DIRECTIVE: Copy the material from its start through the line containing "x=474 y=174", inclusive, replacing "gets one marker" with "receives one point" everywhere and changing nothing else. Leave the pictures out of your copy.

DATA LINES:

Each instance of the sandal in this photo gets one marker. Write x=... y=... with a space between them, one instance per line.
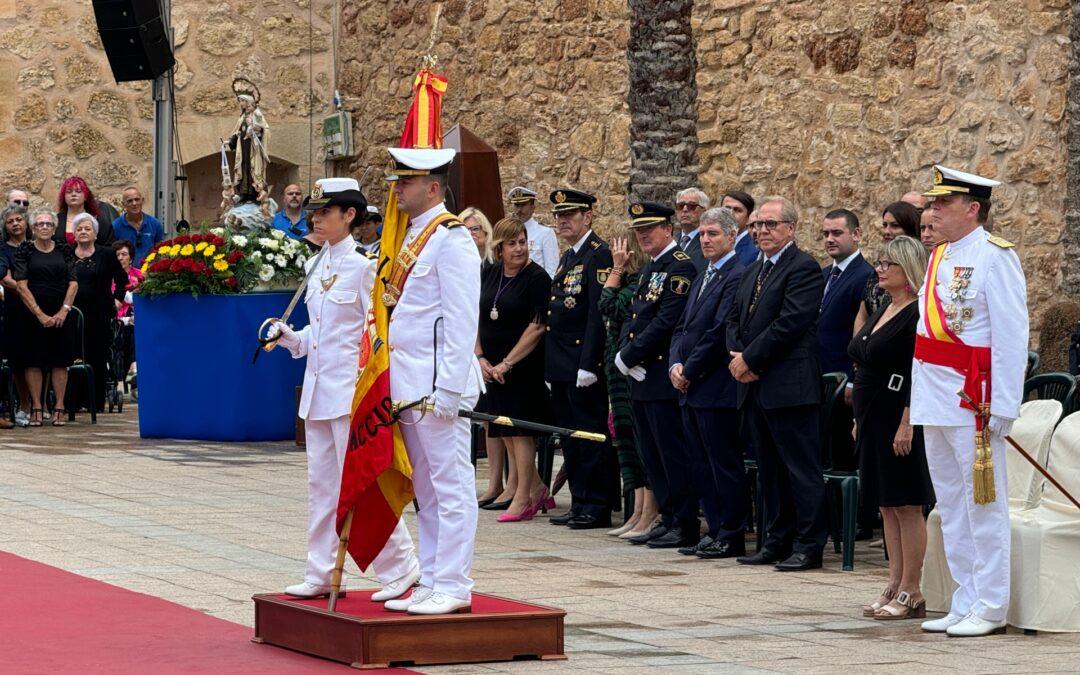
x=871 y=610
x=903 y=607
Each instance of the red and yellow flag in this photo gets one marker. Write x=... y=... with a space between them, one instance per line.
x=376 y=478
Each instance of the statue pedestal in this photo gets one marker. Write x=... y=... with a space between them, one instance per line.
x=196 y=376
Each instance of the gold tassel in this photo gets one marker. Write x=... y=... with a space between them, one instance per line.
x=983 y=476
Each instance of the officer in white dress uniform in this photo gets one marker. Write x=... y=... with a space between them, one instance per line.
x=432 y=336
x=337 y=298
x=543 y=245
x=973 y=310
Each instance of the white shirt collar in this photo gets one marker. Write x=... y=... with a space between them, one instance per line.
x=777 y=255
x=426 y=217
x=671 y=245
x=845 y=262
x=581 y=242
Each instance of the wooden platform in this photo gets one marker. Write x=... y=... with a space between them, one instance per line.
x=364 y=635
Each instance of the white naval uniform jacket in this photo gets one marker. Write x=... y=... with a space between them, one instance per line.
x=543 y=246
x=443 y=284
x=997 y=298
x=331 y=340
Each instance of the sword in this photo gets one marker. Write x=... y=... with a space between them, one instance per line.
x=266 y=341
x=426 y=406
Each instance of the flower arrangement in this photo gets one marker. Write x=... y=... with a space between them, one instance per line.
x=221 y=262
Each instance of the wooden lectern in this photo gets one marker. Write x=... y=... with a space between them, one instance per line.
x=474 y=174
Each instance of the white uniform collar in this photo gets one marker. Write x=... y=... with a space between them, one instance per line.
x=427 y=216
x=671 y=245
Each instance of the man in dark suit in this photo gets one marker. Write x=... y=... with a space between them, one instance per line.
x=771 y=335
x=845 y=282
x=742 y=205
x=645 y=346
x=689 y=204
x=707 y=392
x=574 y=362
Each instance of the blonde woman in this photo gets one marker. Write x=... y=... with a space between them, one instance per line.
x=480 y=227
x=892 y=456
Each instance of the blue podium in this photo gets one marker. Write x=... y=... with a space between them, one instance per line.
x=196 y=377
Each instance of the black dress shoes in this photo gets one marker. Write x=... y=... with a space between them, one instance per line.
x=674 y=539
x=705 y=541
x=799 y=562
x=586 y=521
x=720 y=549
x=764 y=556
x=659 y=530
x=563 y=520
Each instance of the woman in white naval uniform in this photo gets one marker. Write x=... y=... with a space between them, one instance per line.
x=432 y=336
x=337 y=298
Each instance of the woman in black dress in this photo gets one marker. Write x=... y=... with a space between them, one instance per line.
x=892 y=458
x=102 y=282
x=513 y=310
x=44 y=271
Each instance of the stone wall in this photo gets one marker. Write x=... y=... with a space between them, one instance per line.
x=61 y=112
x=849 y=104
x=544 y=82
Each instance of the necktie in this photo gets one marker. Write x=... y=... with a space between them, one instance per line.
x=709 y=277
x=828 y=284
x=766 y=268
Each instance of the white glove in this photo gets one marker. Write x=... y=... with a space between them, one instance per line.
x=585 y=378
x=1000 y=427
x=446 y=403
x=287 y=336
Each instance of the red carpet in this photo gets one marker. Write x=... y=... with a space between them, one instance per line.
x=55 y=621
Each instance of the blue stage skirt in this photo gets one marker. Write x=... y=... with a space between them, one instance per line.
x=196 y=376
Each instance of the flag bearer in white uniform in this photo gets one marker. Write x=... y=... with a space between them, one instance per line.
x=972 y=336
x=543 y=246
x=336 y=297
x=434 y=300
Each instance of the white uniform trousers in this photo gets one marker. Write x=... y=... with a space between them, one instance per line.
x=445 y=485
x=976 y=537
x=327 y=441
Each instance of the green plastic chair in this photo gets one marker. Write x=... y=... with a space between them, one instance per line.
x=847 y=482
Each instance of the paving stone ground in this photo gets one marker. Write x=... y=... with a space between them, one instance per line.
x=207 y=525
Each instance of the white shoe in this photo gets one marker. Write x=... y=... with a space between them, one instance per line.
x=307 y=590
x=975 y=626
x=440 y=604
x=396 y=588
x=940 y=625
x=402 y=604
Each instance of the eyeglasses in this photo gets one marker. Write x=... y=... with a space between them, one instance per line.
x=768 y=225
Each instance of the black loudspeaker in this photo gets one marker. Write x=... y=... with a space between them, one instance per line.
x=133 y=35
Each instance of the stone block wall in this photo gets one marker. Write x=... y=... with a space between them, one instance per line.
x=849 y=104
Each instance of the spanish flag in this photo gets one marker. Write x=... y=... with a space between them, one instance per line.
x=376 y=480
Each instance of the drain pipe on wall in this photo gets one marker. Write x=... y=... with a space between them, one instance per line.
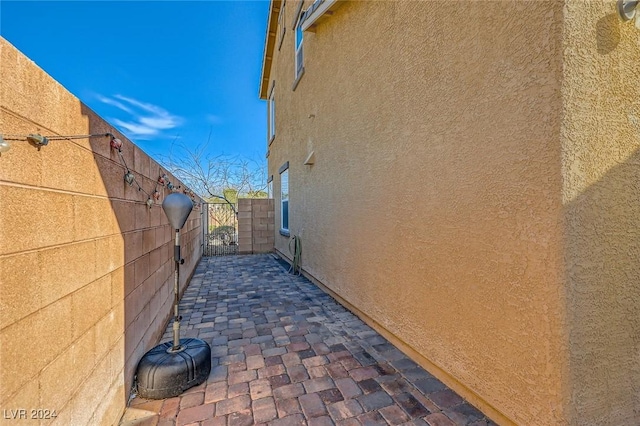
x=296 y=253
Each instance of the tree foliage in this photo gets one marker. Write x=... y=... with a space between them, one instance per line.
x=217 y=178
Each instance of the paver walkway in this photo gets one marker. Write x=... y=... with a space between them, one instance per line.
x=286 y=353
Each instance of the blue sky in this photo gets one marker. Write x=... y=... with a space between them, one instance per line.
x=157 y=70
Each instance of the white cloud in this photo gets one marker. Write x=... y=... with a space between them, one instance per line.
x=139 y=131
x=214 y=119
x=147 y=119
x=115 y=103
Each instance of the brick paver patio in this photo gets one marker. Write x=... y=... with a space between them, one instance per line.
x=286 y=353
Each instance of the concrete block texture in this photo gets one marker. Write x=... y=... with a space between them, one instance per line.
x=255 y=225
x=86 y=266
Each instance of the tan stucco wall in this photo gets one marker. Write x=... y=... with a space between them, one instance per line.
x=434 y=205
x=601 y=168
x=256 y=225
x=86 y=268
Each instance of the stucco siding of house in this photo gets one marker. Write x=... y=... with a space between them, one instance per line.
x=434 y=206
x=601 y=192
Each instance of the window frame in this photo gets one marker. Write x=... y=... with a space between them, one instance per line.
x=284 y=197
x=298 y=50
x=282 y=28
x=271 y=115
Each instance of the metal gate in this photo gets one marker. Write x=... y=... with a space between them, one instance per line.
x=221 y=229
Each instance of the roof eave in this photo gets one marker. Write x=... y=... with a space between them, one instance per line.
x=269 y=46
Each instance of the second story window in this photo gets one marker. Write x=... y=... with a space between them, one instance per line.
x=281 y=24
x=284 y=201
x=271 y=115
x=299 y=49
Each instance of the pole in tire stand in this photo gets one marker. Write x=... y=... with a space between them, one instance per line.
x=170 y=368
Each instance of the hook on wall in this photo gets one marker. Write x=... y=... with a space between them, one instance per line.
x=627 y=9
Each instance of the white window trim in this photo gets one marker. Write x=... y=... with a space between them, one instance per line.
x=271 y=115
x=282 y=30
x=285 y=231
x=311 y=19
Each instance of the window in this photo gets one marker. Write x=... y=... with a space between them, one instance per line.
x=284 y=199
x=271 y=115
x=299 y=49
x=281 y=25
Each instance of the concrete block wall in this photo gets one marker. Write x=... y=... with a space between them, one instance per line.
x=256 y=225
x=86 y=268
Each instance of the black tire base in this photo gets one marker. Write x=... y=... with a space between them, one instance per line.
x=162 y=374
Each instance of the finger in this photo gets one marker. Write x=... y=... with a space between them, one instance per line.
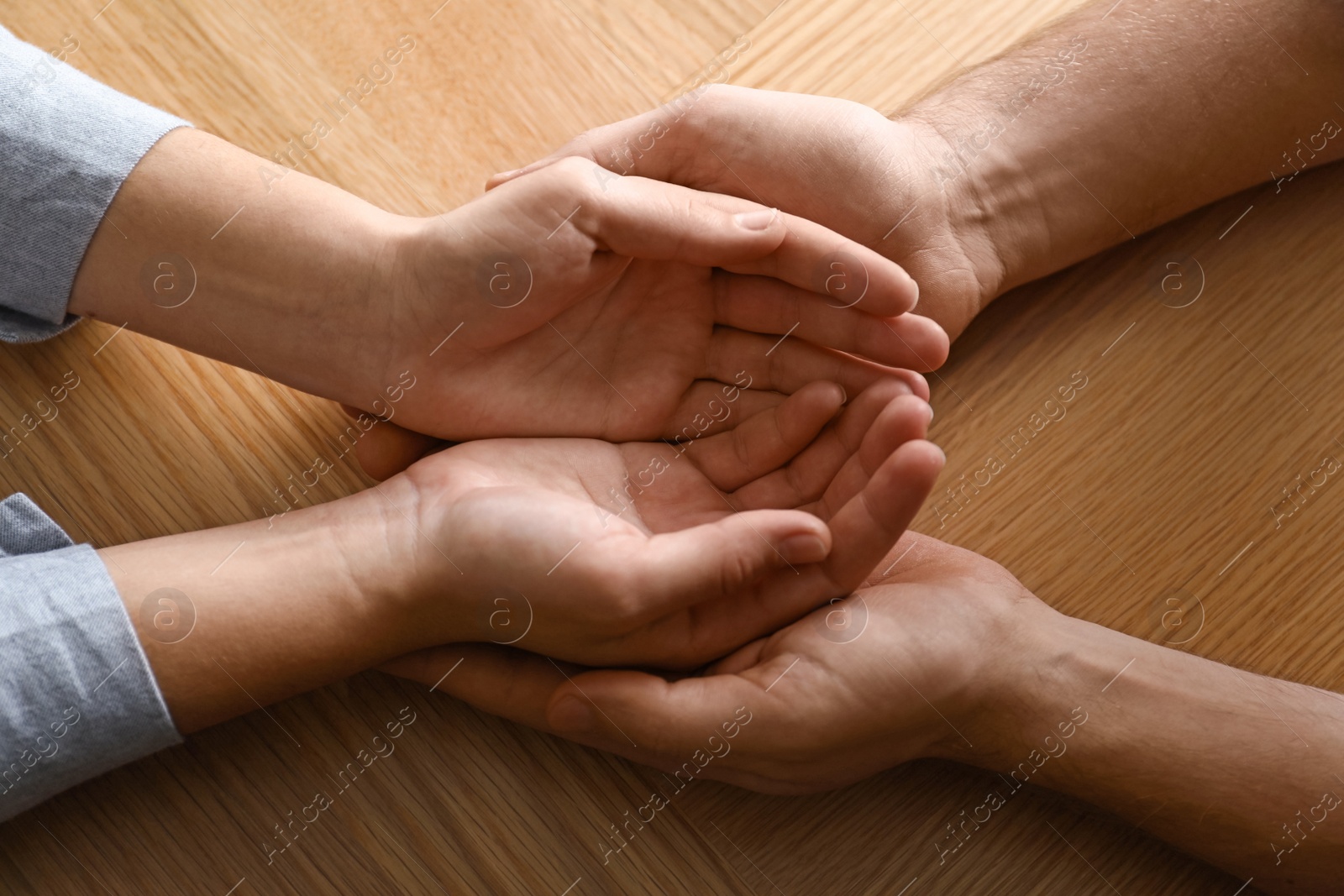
x=765 y=443
x=808 y=476
x=904 y=419
x=864 y=532
x=844 y=273
x=765 y=305
x=788 y=364
x=873 y=521
x=652 y=219
x=678 y=570
x=640 y=217
x=386 y=449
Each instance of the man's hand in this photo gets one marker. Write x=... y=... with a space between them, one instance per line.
x=833 y=161
x=667 y=553
x=578 y=302
x=571 y=302
x=949 y=656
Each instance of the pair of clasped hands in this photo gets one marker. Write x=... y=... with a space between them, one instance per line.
x=683 y=429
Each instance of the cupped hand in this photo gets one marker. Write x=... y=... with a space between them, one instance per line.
x=898 y=671
x=584 y=304
x=669 y=553
x=891 y=186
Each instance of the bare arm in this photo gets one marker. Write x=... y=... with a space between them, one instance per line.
x=1241 y=770
x=1230 y=766
x=1122 y=116
x=1110 y=121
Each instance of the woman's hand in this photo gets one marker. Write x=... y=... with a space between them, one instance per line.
x=898 y=671
x=578 y=302
x=660 y=553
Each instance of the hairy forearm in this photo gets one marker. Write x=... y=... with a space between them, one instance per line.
x=1122 y=116
x=1234 y=768
x=242 y=616
x=226 y=254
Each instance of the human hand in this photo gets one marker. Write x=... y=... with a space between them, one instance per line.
x=833 y=161
x=582 y=304
x=662 y=553
x=900 y=671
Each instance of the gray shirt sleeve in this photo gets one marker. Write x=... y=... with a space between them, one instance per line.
x=78 y=694
x=66 y=145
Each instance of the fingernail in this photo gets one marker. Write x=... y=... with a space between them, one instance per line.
x=573 y=715
x=759 y=219
x=804 y=548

TASK RESULT:
Each instance of the sandal in this photo receives one point. Write x=... y=... with a space between them, one instance per line.
x=871 y=610
x=903 y=607
Each instance of the red and yellow flag in this photo receives one point. Write x=... y=... with a space between them, one instance per line.
x=376 y=478
Each instance of the statue pedestal in this photo receives one point. Write x=... y=... with a space between them, one instance per line.
x=196 y=376
Each instance of the gold tassel in this photo receives one point. Write x=... y=... with a space between them, one instance per line.
x=983 y=476
Each instance of the officer in white dress uniform in this photo receives one point. Write x=... y=... with a space between them, one instance per line.
x=432 y=336
x=337 y=298
x=543 y=245
x=973 y=310
Each instance of the white shirt collar in this photo receives one point. Write x=... y=... with a space between them, one instance per line.
x=777 y=255
x=426 y=217
x=671 y=245
x=845 y=262
x=581 y=242
Each instance of the wooden platform in this photo receives one point. Write x=... y=... with a space between them, one instance per line.
x=364 y=635
Each instance of the white naval uniform jacket in this photo receives one point. Write x=... y=... with a space between them, one instance per line.
x=543 y=246
x=443 y=284
x=997 y=298
x=331 y=340
Each instance of the sword in this photo receives one point. Write x=... y=... with a space between them, one instance per line.
x=266 y=341
x=426 y=406
Each instance of the flower arrangement in this photo receives one point. Write x=... y=... with a space between them, one instance per line.
x=221 y=262
Each instance of the wooden lectern in this photo receives one point. Write x=... y=... with a space between them, one instance per line.
x=474 y=174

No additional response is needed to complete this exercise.